» **Document segment**
■ ■ ■ ■

The authorities in Ghana have banned the export of some vegetables, including chilli peppers and aubergines, over fears they are contaminated with pests. Ghana's Ministry of Food and Agriculture has stated that the ban will take effect next week and will last indefinitely.
The ban comes in the wake of an European Union (EU) directive to all countries to provide a report on the management of harmful bacteria. The Vegetable Producers and Exporters Association of Ghana has asked the government to postpone the ban, arguing it will affect the businesses of about 4,000 farmers.
But the authorities want to avoid restrictions being imposed by the EU, which only lifted its last ban on contaminated vegetables from Ghana last year. The nation already risks a complete EU ban over its leafy vegetable exports.

■ ■ ■ ■

Extracted data entries:
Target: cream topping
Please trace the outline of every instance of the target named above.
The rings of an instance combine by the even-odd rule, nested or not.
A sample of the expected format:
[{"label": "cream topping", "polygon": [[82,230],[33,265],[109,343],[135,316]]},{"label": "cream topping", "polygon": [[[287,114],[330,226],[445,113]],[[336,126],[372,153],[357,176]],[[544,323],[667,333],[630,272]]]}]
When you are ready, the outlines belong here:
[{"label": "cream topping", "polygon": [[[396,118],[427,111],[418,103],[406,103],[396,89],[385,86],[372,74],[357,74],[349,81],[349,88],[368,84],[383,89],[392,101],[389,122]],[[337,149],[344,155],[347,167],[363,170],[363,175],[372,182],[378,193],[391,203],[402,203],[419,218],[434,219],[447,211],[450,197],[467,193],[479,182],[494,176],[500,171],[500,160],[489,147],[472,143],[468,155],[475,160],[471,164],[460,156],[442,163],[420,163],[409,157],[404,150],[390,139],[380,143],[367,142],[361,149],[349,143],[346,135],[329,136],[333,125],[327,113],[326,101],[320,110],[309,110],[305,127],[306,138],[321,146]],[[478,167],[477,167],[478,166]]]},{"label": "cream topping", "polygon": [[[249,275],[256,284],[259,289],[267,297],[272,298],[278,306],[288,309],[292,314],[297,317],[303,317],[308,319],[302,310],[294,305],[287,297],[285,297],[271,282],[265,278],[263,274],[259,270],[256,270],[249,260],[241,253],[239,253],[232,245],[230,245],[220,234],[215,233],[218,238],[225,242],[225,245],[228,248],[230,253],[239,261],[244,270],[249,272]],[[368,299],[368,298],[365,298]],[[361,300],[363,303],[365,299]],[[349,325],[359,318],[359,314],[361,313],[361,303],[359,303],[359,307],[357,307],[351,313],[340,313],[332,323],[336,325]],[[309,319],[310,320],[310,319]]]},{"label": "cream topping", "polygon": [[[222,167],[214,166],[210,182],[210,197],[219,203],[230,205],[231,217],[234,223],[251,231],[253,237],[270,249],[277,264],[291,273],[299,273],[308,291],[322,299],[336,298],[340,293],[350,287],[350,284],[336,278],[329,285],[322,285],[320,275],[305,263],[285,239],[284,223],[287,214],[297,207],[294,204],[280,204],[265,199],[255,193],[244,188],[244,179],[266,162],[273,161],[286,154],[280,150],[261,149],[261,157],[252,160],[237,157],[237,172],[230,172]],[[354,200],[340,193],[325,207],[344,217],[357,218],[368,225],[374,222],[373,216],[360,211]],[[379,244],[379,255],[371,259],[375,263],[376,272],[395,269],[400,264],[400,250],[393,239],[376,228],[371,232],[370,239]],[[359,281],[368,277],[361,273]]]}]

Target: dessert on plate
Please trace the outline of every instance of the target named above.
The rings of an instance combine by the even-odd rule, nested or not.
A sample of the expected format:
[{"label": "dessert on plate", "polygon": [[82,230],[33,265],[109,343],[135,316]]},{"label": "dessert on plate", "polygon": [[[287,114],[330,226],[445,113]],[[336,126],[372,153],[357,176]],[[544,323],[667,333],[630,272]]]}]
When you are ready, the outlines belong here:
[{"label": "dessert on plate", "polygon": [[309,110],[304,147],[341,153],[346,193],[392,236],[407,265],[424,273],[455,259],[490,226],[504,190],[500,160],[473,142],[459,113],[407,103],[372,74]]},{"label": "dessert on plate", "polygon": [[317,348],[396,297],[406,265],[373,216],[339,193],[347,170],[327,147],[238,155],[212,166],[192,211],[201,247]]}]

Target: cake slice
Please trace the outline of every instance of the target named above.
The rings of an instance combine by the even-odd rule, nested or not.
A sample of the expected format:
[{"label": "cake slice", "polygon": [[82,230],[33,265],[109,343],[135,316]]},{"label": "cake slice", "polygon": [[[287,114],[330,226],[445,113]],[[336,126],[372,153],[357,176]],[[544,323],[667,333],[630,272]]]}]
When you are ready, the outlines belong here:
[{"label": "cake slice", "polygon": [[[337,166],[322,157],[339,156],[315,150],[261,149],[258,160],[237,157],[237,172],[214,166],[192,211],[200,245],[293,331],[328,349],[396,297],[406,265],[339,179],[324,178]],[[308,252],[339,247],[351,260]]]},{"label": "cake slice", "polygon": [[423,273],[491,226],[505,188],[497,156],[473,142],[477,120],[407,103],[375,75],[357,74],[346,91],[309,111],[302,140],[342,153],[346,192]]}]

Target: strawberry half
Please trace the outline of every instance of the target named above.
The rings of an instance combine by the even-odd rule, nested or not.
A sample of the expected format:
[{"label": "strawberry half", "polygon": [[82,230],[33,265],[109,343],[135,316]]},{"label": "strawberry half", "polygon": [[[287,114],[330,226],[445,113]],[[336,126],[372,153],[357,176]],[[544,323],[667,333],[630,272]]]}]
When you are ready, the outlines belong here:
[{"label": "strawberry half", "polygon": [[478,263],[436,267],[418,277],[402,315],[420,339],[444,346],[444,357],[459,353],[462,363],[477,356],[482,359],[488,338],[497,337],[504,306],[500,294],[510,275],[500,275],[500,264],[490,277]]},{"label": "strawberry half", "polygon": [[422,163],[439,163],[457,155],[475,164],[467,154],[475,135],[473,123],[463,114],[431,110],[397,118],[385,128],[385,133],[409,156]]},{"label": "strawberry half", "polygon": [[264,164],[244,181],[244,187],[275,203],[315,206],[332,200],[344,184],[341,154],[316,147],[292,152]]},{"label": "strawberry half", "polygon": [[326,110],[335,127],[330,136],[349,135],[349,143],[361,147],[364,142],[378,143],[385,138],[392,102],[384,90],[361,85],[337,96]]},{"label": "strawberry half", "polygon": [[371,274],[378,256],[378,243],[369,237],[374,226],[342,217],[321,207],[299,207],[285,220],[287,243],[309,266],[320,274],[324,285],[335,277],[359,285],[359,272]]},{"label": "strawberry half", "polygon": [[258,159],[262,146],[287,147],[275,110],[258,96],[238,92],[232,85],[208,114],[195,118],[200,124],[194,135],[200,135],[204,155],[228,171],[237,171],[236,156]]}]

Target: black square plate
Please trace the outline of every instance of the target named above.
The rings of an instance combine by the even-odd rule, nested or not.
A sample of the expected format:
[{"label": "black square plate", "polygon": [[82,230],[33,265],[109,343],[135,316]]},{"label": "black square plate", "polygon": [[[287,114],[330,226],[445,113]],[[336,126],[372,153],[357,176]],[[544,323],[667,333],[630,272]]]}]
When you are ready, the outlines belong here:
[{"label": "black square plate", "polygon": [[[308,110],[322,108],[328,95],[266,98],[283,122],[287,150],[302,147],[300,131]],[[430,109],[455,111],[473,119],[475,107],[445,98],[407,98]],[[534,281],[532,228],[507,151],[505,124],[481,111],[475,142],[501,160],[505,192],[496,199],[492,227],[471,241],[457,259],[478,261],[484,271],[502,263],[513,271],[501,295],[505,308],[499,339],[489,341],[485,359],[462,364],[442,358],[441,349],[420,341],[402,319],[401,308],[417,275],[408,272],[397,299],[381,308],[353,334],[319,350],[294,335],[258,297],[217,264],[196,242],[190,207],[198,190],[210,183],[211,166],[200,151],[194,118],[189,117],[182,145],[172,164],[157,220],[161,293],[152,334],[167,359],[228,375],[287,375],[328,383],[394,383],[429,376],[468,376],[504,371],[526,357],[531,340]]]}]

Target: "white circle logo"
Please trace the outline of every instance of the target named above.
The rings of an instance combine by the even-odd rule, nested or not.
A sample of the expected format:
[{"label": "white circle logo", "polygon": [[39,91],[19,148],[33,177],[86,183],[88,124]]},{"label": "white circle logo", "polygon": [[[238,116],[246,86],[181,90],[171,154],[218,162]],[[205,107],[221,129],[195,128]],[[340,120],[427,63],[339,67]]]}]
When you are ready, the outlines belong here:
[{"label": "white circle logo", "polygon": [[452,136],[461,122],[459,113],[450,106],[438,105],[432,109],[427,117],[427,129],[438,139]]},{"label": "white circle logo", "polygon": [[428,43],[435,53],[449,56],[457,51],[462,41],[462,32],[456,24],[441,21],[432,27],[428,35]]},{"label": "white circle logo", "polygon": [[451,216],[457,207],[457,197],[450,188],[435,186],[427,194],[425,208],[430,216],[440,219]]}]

■ ■ ■ ■

» **Questions**
**A.** In the passage on Ghana's vegetable export ban, how many farmers does the producers' association say the ban will affect?
**B.** Set down the passage on Ghana's vegetable export ban word for word, starting at the words "The authorities in" and ending after the words "leafy vegetable exports.".
**C.** Resume the passage on Ghana's vegetable export ban from its last sentence.
The rows are separate material with no connection to the passage on Ghana's vegetable export ban.

» **Responses to the exercise**
**A.** About 4,000 farmers.

**B.**
The authorities in Ghana have banned the export of some vegetables, including chilli peppers and aubergines, over fears they are contaminated with pests. Ghana's Ministry of Food and Agriculture has stated that the ban will take effect next week and will last indefinitely.
The ban comes in the wake of an European Union (EU) directive to all countries to provide a report on the management of harmful bacteria. The Vegetable Producers and Exporters Association of Ghana has asked the government to postpone the ban, arguing it will affect the businesses of about 4,000 farmers.
But the authorities want to avoid restrictions being imposed by the EU, which only lifted its last ban on contaminated vegetables from Ghana last year. The nation already risks a complete EU ban over its leafy vegetable exports.

**C.**
The Ministry of Food and Agriculture has defended the decision to place a temporary ban on the export of leafy vegetables. The Ministry said the decision has become necessary as a result of unhealthy and unwholesome practices by exporters. Sources say that numerous engagements with exporters to alter their ways of doing things have proved futile.
Meanwhile, the Vegetable Producers and Exporters Association of Ghana has criticized the blanket ban. The Association said identifying defaulting exporters and penalizing them is a better option.
The last time the EU imposed a ban on Ghana on the importation of five vegetables, the country lost more than 30 million dollars.